Objetivo ▸ Según el texto sobre la suerte en rifas y loterías, ¿cuántos premios grandes de la Lotería Nacional se ganó el gobernante del litoral más al sur?

Sección de texto ▸
****************

Cd.
Victoria, Tam. – En una ciudad norestense
de cuyo nombre no quiero acordarme, la hermana de un aspirante a mandatario se
sacó hace unos años la residencia que sorteaba su partido para recaudar fondos
destinados a campañas.
Sobre el mismo litoral, tantito más al
sur, otro gobernante de piel algo oscura, se ganó dos premios grandes de la
Lotería Nacional.
Al respecto, los escépticos insistían en
interpretar tales golpes de fortuna como favores especiales de la cúpula
magisterial que por entonces tenía control sobre la paraestatal.
Cosas así ocurren en este México nuestro,
donde el destino parece operar con reglas diferentes, despertando toda suerte
de susceptibilidades, sospechas, murmuraciones, conjeturas sin fin.
Aunque luego, el padre tiempo se encarga
de sanar cualquier reclamo mediante el eficaz bálsamo del olvido. O casos
peores, más novedosos, desplazan a la noticia, la mandan a páginas interiores,
para convertirla en efeméride ocasional.
Hoy en día tenemos un ejemplo
interesante. Cierto joven y diligente regidor, de sonrisa pronta y estilo
ejecutivo, a quien la diosa fortuna tocó su puerta para obsequiarle el carro
que la misma institución donde trabaja estaba rifando entre contribuyentes
puntuales.
Le tocó y ni modo (opinan los defensores
del caso). Nada hay por hacer cuando la suerte repiquetea con tal insistencia y
desde afectos tan cercanos.
Otros piensan que habría incurrido en
una vieja práctica ampliamente conocida en la tradición burocrática cueruda.
Cierto personaje muy dado a las rifas
cuyos premios siempre quedaban en manos de un pariente cercano. Su frase de
batalla era: “se la sacó Cheché mi hermano” y caso cerrado.
En verdad, lo que no se corrige tiende a
repetirse. De hecho, la impunidad es la madre de todas las reincidencias. Por
ello vemos estas prácticas multiplicarse en diversos niveles, sin mayor asomo
de culpa.

****************

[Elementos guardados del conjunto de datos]
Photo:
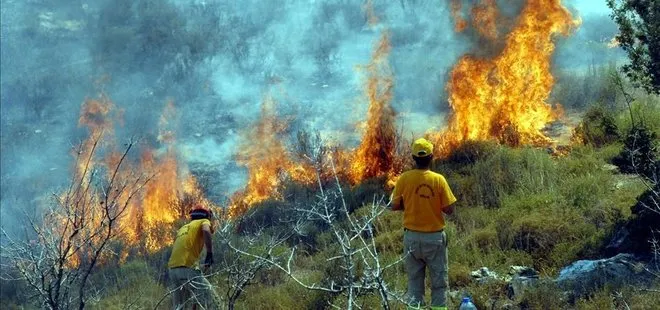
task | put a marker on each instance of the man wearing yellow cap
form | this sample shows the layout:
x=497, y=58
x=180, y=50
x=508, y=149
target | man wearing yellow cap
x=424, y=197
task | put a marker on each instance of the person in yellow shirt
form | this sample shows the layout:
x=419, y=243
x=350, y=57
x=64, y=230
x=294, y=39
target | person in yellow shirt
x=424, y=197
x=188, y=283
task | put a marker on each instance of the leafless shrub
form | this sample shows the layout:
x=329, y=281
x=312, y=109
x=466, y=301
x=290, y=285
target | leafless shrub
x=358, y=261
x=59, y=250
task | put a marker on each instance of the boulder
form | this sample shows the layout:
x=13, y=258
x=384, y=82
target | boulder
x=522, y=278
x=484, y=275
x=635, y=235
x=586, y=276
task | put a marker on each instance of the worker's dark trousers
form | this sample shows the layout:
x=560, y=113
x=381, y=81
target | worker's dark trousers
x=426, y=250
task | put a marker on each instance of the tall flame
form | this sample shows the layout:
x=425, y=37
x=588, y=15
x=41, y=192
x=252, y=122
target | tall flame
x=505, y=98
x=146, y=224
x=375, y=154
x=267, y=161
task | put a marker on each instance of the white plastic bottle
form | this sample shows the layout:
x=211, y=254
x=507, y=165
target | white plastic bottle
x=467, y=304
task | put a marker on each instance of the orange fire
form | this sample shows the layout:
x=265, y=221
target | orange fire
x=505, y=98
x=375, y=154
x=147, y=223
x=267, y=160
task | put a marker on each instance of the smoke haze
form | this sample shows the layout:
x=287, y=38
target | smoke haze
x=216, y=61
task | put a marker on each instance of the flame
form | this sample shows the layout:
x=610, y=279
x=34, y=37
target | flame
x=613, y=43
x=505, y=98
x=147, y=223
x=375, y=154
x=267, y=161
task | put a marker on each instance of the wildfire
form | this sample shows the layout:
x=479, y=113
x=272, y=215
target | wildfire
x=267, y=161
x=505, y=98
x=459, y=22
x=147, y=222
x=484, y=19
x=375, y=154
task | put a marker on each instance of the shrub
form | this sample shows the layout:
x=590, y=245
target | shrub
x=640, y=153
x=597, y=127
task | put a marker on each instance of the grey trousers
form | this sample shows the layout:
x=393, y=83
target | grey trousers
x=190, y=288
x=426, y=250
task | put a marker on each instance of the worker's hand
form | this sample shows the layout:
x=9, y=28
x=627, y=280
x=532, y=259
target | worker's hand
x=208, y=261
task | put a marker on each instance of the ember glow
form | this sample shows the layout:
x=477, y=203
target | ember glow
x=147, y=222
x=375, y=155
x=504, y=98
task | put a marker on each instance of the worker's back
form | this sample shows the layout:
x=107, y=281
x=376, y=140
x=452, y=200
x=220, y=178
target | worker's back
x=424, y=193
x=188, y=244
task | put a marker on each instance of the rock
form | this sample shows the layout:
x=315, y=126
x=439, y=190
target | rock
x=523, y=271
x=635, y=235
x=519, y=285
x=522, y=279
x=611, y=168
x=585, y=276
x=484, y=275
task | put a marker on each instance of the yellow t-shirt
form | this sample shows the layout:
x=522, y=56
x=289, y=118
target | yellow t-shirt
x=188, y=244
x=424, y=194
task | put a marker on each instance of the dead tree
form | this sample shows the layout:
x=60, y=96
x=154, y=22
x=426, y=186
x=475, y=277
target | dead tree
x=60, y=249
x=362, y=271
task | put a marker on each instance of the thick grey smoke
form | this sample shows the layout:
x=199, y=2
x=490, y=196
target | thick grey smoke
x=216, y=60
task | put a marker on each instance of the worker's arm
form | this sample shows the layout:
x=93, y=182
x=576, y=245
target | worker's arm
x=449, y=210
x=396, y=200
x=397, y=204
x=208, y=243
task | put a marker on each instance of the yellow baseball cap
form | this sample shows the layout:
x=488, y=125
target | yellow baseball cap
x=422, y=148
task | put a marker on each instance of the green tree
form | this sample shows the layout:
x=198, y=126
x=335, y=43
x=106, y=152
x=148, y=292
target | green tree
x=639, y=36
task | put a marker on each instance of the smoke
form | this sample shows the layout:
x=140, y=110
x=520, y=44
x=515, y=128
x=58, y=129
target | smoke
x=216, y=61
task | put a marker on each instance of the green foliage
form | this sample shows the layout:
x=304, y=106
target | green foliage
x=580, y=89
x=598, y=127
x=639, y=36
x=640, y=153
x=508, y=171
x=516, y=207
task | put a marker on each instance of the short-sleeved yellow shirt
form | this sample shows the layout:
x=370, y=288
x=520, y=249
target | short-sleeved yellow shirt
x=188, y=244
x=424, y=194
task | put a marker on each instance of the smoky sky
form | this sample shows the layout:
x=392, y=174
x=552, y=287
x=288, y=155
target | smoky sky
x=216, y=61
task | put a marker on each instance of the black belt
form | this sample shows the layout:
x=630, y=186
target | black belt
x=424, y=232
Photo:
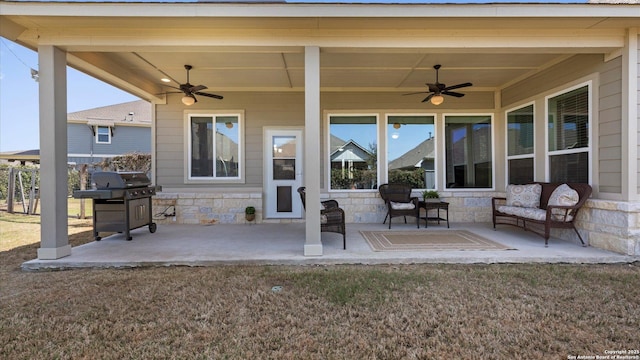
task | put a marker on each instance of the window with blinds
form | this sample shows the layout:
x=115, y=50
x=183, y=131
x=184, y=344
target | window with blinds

****************

Respuesta del ejercicio ▸ Se ganó dos premios grandes de la Lotería Nacional.